Provided material:

□ □ □ □ □ □ □

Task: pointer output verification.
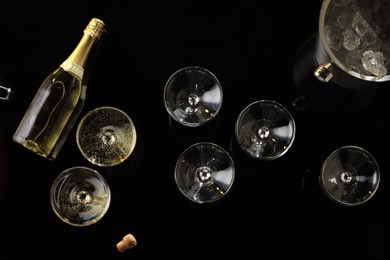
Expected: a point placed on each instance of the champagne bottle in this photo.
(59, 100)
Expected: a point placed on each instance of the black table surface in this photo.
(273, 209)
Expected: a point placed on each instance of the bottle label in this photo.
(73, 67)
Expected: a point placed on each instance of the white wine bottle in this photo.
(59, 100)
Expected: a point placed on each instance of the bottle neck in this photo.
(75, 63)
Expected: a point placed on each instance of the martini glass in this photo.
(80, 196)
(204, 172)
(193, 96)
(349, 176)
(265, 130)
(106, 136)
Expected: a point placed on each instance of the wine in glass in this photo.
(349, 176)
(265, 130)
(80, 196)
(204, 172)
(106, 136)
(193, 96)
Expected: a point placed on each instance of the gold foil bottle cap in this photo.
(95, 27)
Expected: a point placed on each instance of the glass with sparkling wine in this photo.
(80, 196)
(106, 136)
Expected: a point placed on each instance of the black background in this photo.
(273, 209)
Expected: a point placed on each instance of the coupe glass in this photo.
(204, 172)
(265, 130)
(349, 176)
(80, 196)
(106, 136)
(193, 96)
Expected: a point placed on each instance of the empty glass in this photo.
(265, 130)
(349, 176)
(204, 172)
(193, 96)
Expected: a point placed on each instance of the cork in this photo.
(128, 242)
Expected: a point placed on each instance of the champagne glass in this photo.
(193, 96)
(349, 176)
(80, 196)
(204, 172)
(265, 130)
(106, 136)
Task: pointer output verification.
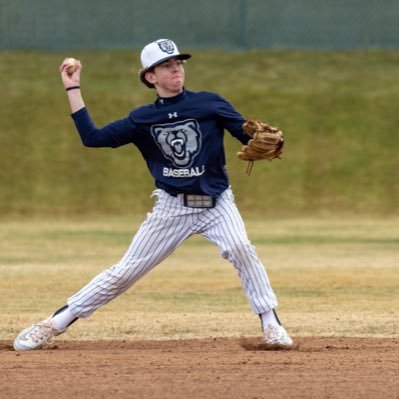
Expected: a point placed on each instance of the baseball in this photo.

□ □ □ □ □ □ □

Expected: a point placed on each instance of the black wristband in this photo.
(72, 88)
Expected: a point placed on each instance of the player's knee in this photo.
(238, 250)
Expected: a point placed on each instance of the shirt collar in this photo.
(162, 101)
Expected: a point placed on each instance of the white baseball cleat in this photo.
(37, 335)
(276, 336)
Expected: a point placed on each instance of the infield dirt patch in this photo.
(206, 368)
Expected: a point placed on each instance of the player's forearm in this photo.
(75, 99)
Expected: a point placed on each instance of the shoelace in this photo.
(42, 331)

□ □ □ □ □ □ □

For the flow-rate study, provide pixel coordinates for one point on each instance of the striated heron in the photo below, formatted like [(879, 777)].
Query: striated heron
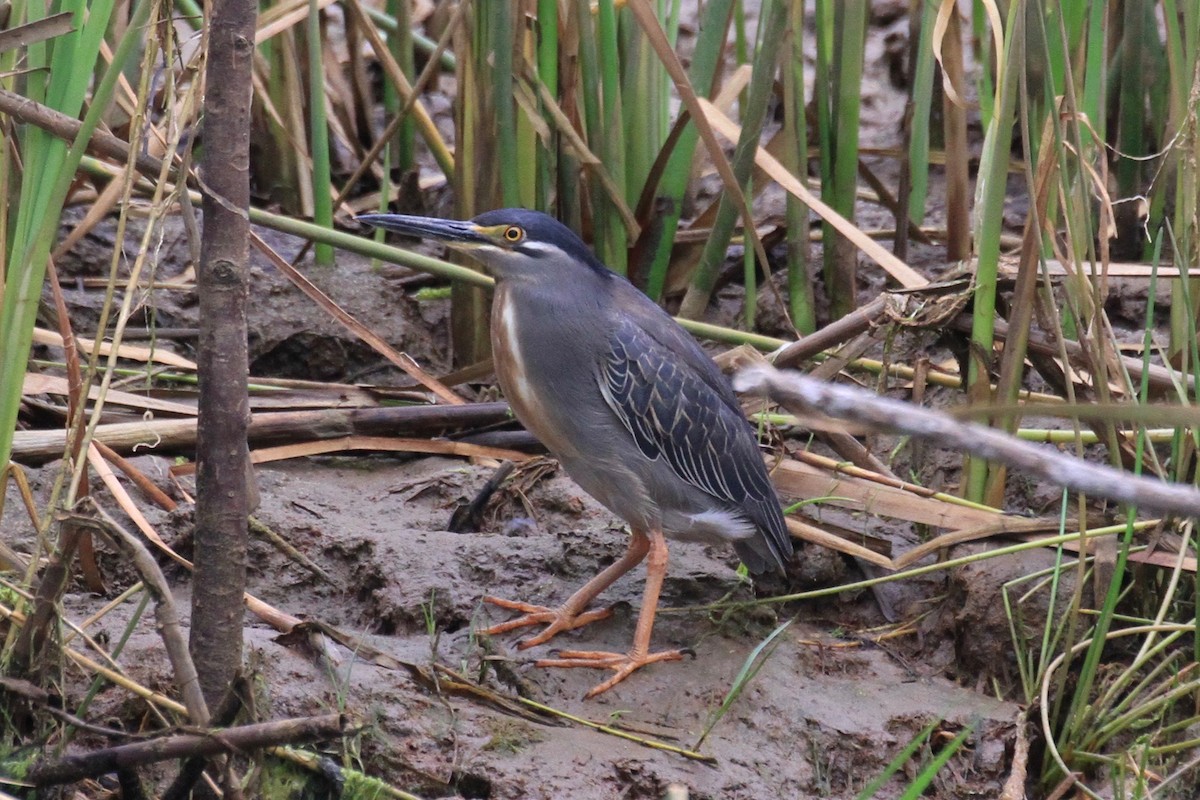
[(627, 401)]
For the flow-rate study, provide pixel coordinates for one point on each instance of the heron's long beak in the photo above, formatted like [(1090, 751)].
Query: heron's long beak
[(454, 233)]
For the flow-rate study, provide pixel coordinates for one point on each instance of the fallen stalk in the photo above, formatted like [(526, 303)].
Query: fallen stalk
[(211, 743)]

□ □ □ □ □ □ □

In the entries above, find the line with "Expected: a point placed on each instance of the coupe" and the line with "Expected: a point placed on each instance of the baseball". Write out exactly those two lines and every line between them, pictures excluded.

Expected answer:
Expected: a point placed on each instance of the coupe glass in this photo.
(204, 172)
(265, 130)
(349, 176)
(80, 196)
(106, 136)
(193, 96)
Expected: a point placed on each instance of the empty glass in this photo.
(265, 130)
(349, 176)
(204, 172)
(193, 96)
Expected: a point placed on each instance of the cork in this photo.
(128, 242)
Expected: a point placed on each instance of the champagne glass in this photo.
(193, 96)
(349, 176)
(80, 196)
(204, 172)
(265, 130)
(106, 136)
Task: pointer output verification.
Expected: a point placed on each instance of the baseball in this photo.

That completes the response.